Extracted data >>

━━━━

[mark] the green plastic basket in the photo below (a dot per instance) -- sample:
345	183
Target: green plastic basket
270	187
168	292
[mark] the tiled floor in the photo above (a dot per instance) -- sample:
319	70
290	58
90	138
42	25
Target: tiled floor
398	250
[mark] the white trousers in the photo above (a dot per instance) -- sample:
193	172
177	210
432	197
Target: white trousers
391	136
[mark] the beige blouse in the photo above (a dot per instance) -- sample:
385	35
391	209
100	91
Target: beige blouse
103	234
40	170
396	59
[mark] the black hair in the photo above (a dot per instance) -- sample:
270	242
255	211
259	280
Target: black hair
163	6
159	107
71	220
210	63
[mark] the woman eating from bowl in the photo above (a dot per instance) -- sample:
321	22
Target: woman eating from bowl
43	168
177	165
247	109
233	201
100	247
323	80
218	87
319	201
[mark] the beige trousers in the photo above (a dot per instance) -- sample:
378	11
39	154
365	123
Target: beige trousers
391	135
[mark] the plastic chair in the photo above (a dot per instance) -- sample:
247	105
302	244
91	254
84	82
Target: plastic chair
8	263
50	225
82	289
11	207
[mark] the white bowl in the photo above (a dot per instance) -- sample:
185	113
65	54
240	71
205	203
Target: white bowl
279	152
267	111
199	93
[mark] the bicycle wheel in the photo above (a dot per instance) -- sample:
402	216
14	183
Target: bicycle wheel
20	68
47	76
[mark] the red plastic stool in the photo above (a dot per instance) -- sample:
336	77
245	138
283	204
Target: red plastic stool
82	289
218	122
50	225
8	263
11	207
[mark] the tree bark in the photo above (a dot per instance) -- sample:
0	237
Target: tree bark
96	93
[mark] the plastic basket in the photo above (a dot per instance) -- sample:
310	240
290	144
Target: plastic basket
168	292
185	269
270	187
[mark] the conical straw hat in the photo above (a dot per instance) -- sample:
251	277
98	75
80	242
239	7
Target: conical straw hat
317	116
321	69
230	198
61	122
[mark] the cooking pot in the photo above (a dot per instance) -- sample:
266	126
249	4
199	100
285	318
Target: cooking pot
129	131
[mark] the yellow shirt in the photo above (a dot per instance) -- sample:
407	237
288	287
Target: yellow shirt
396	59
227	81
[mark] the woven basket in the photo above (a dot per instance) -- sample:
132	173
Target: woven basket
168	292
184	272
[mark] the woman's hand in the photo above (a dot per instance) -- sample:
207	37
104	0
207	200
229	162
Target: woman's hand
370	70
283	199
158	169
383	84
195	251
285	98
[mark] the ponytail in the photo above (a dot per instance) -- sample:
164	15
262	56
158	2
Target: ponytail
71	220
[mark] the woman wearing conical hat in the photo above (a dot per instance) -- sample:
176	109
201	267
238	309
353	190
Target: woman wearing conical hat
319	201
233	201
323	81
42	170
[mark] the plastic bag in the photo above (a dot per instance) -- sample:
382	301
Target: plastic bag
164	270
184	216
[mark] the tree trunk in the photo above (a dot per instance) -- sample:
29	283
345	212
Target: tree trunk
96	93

━━━━

Task item >> Without omitting anything, set down all the entries above again.

Task response >>
[mark] the green plastic basket in the photo below (a dot per instance) -- sample:
345	183
Target: green plastic basket
270	187
168	292
[mark] the tiled floor in the photo above (a dot per instance) -- sample:
319	70
290	58
90	138
42	25
Target: tiled floor
398	250
[mark] the white trousers in the photo above (a dot per instance) -- sample:
193	172
177	210
432	197
Target: white trousers
391	136
[mark] the beige blouse in the photo above (a dot per instance) -- sample:
385	35
391	209
100	91
Target: beige blouse
103	234
40	170
396	59
[mark] the black hair in the photo above (a dot per instance) -- sample:
270	242
255	211
259	280
Target: black hair
163	6
159	107
71	220
210	63
[mark] the woman eating from bowl in the photo above (a dot per instance) -- sample:
321	22
Target: woman eating from bowl
43	168
177	165
247	109
233	201
100	247
323	80
218	87
319	201
[mark] the beige trousers in the photo above (a dot per instance) -- sample:
378	11
39	154
365	123
Target: beige trousers
391	135
[mark] the plastic chair in the photo above (a dot per instance) -- sample:
247	105
302	244
91	254
84	82
Target: plastic chair
8	263
50	225
82	289
11	207
[mark] the white bowl in the photo above (a dot per instance) -- sample:
185	113
65	54
240	71
205	203
Target: white bowl
279	152
267	111
199	93
[mark] the bicycle wheel in the photo above (a dot per instance) -- sample:
402	216
14	183
Target: bicycle wheel
20	68
47	76
[mark] the red plastic stool in the photo above (a dot per instance) -- sample:
336	77
245	138
283	204
Target: red plastic stool
82	289
218	122
50	225
8	263
11	207
[mark] the tree bark in the photo above (a dot per instance) -- sample:
0	237
Target: tree bark
96	93
[mark] the plastic basket in the photo above (a dot per instance) -- sample:
310	240
290	144
Target: plastic basket
168	292
185	269
270	187
[mark] the conical straw hat in the photo above (a dot per instance) -- sample:
251	277
98	75
80	242
239	7
Target: conical straw hat
317	116
321	69
230	198
61	122
[mark] the cooking pot in the photo above (a dot per instance) -- sample:
266	126
249	4
199	100
285	318
Target: cooking pot
129	131
[mark] the yellow shirt in the photo above (a dot per instance) -- sample:
407	237
288	287
Target: yellow shirt
396	59
227	81
[mark] the woven basket in the photo above (a dot per instance) -- sample:
132	173
Target: woven basket
168	292
184	272
[mark] the woman's hand in the photo above (a dot per instance) -- sample:
207	37
104	0
207	200
229	162
Target: woman's hand
370	70
283	199
158	169
383	84
195	251
285	98
[mark] the ponytail in the photo above (a dot per instance) -- sample:
164	15
262	56
158	2
Target: ponytail
71	220
[mark] the woman wearing conical hat in the photo above (a dot per instance) -- sample:
176	109
201	267
238	309
353	190
Target: woman wearing conical hat
319	201
233	201
323	81
42	170
[mark] the plastic bag in the photo above (a dot per instance) -- sample:
382	301
Target: plastic bag
164	270
184	216
[mark] the tree trunk in the photo above (a dot per instance) -- sample:
29	283
345	212
Target: tree trunk
96	93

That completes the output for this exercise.